Begin

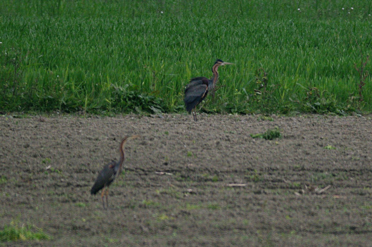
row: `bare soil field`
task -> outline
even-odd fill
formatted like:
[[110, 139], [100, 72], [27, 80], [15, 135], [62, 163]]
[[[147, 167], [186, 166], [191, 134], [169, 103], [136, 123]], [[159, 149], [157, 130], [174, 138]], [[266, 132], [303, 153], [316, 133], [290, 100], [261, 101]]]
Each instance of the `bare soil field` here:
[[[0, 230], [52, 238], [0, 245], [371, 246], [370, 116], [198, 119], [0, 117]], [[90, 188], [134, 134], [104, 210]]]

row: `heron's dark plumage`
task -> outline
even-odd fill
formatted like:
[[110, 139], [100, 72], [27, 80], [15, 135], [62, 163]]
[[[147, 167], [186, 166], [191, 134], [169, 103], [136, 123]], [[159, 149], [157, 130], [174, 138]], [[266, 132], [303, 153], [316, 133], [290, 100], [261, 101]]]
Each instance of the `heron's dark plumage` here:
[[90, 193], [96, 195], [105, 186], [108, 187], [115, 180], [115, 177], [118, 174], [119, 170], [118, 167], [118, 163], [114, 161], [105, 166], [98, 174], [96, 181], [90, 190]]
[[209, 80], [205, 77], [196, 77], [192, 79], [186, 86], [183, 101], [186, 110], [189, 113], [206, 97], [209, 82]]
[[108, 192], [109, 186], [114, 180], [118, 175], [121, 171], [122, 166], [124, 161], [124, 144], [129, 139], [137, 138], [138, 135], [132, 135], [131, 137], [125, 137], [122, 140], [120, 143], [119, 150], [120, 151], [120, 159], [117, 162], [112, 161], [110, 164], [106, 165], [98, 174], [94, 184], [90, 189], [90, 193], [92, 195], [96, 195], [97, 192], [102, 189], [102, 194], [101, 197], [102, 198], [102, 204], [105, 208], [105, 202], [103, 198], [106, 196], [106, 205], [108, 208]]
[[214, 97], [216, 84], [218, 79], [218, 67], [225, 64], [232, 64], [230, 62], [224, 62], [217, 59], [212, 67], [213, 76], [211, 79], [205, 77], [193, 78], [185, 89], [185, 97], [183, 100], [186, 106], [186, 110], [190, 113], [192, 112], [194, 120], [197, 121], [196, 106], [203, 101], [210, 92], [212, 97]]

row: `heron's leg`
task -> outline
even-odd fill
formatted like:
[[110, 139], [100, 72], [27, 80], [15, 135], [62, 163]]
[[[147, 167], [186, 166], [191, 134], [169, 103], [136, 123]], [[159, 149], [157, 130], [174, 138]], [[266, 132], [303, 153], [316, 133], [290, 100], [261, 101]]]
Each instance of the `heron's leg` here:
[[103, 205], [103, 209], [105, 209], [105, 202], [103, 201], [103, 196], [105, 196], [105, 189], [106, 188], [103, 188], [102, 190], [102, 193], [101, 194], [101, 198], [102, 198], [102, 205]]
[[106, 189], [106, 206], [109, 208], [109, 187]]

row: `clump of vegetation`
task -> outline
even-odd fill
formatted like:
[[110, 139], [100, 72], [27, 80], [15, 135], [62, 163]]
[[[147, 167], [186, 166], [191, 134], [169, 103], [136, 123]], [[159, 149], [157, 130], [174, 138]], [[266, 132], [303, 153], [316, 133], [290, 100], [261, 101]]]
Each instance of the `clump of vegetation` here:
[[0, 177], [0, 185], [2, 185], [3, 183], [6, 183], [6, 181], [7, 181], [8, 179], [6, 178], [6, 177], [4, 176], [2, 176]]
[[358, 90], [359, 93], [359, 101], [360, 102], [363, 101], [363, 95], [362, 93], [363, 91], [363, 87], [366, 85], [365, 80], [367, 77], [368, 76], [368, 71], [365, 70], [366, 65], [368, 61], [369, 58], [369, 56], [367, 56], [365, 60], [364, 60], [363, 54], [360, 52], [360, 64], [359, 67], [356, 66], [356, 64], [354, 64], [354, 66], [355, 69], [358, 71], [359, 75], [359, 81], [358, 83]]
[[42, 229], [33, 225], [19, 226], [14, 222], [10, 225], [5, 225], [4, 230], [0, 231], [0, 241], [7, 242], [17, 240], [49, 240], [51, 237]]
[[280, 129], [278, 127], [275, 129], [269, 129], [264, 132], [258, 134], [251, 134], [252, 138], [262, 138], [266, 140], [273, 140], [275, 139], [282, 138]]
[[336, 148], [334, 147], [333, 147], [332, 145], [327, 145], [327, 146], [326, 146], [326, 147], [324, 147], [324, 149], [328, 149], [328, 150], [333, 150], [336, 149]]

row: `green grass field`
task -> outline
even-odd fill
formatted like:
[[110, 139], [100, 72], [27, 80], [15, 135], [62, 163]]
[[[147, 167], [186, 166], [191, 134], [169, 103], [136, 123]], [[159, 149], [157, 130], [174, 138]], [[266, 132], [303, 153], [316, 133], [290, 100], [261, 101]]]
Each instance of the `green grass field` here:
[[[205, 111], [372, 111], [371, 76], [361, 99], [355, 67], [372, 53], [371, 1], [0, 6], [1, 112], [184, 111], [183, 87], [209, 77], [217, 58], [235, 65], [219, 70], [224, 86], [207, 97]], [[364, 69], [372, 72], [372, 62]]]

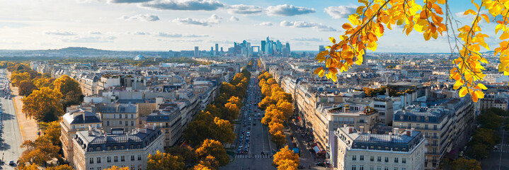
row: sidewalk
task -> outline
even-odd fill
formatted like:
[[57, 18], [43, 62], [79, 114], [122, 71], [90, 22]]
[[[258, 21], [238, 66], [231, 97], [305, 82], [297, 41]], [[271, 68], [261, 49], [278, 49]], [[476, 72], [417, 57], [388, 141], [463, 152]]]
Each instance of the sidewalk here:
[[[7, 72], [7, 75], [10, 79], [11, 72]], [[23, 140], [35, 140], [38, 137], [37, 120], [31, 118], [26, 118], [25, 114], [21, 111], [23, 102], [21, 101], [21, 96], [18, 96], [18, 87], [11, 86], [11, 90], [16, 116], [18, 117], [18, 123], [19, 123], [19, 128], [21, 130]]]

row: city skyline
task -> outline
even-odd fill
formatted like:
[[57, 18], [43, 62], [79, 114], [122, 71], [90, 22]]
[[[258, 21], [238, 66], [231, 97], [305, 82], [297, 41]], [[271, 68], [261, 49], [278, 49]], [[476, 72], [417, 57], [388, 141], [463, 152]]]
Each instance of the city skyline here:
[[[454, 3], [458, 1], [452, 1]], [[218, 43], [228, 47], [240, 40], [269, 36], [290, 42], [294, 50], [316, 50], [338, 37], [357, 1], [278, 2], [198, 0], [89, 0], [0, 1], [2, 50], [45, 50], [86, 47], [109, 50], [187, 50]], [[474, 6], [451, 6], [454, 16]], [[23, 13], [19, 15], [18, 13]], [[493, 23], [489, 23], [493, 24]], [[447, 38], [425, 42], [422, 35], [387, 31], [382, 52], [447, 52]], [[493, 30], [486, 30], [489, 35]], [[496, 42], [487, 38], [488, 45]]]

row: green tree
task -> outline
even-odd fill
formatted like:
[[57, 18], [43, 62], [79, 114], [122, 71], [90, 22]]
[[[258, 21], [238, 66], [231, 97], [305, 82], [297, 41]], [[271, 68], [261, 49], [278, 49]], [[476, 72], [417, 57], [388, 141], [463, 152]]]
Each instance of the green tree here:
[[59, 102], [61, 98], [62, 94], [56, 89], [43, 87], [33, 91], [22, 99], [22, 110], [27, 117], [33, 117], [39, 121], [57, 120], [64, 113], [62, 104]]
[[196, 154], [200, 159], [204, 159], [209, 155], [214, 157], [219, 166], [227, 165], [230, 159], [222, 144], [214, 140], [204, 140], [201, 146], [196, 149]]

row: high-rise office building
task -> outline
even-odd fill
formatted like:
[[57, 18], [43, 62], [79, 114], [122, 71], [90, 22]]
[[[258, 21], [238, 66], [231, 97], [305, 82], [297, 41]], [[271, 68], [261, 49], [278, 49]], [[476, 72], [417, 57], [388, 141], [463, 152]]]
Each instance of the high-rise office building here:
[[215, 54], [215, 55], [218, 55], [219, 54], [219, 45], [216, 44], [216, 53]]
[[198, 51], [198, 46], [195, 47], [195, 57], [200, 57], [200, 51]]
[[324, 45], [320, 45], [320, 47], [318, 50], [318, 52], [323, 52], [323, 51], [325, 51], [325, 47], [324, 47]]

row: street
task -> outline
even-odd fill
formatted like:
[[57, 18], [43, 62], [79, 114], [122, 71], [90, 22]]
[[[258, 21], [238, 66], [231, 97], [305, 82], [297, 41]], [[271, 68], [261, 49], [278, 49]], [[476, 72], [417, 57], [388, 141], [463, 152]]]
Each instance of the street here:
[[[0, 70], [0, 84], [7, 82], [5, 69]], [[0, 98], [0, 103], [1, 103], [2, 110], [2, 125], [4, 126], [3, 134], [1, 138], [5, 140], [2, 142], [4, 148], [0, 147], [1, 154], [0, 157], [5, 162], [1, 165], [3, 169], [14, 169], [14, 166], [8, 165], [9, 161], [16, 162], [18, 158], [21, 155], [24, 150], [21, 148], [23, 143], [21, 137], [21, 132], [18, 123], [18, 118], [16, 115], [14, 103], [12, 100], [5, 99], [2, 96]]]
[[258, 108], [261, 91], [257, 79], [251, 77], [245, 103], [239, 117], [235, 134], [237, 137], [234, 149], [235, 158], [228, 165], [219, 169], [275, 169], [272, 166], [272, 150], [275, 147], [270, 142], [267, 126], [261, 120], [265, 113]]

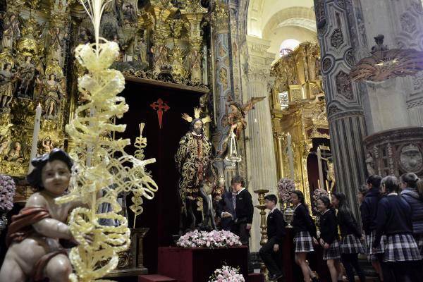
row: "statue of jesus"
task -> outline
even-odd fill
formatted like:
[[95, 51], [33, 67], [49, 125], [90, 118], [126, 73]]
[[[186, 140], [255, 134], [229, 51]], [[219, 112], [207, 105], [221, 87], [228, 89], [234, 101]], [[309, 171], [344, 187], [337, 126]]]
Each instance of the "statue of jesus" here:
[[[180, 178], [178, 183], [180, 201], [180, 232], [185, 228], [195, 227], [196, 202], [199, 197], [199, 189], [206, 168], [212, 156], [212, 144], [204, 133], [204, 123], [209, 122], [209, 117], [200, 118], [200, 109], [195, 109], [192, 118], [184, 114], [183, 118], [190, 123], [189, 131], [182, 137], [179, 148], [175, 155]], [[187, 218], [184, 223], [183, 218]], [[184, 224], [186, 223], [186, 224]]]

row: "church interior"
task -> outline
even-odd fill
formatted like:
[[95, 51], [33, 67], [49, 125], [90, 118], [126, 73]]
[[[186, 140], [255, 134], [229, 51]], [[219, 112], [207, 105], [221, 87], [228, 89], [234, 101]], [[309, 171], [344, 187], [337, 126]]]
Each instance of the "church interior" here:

End
Begin

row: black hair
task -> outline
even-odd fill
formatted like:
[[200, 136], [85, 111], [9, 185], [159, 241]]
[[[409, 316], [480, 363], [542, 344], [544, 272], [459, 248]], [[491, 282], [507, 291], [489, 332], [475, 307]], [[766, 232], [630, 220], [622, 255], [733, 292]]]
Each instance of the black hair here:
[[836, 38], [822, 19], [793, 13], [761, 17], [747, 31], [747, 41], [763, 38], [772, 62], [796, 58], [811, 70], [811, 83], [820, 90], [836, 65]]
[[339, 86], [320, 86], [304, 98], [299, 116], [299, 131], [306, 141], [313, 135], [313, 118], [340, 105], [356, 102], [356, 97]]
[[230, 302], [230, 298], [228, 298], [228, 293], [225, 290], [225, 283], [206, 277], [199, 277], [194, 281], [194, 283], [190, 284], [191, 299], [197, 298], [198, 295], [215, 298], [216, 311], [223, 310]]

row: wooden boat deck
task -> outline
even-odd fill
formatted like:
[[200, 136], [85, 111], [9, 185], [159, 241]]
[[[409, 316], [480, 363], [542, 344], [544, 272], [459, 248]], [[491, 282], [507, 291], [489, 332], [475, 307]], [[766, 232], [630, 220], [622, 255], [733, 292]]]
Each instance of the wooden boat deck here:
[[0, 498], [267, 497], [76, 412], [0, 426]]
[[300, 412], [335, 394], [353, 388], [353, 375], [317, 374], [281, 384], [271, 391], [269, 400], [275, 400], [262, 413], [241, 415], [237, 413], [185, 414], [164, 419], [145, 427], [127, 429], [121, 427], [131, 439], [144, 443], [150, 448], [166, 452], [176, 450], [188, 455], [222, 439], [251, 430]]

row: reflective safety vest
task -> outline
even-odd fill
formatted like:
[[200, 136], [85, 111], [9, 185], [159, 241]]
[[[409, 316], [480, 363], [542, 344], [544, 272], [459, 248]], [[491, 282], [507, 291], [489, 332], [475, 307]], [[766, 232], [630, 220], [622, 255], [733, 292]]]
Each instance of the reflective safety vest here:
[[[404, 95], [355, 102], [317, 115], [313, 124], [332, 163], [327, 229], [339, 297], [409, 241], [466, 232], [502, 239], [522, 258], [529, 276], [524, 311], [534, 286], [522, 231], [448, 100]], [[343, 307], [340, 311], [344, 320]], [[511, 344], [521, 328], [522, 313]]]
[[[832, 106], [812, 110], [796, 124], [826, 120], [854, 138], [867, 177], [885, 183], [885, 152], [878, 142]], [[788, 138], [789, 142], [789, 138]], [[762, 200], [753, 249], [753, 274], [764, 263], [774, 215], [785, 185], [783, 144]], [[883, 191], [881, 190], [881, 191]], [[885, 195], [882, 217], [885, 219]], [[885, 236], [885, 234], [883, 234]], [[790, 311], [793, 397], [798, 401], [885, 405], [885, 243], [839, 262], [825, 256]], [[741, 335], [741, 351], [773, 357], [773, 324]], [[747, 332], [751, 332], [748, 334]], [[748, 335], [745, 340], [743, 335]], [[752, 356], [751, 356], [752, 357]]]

End

• _Challenge_: Please reproduce the listing word for word, from the line that holds "row: street" through the line that holds "Each instance of the street", with both of those lines included.

• _Answer to this problem_:
row: street
task -> outline
even-odd fill
formatted like:
[[57, 18], [43, 62], [79, 114], [122, 71], [90, 22]]
[[[258, 21], [238, 66], [231, 97], [305, 82], [297, 41]], [[271, 68], [261, 49], [278, 49]], [[476, 72], [417, 57], [388, 141], [463, 152]]]
Each instance of the street here:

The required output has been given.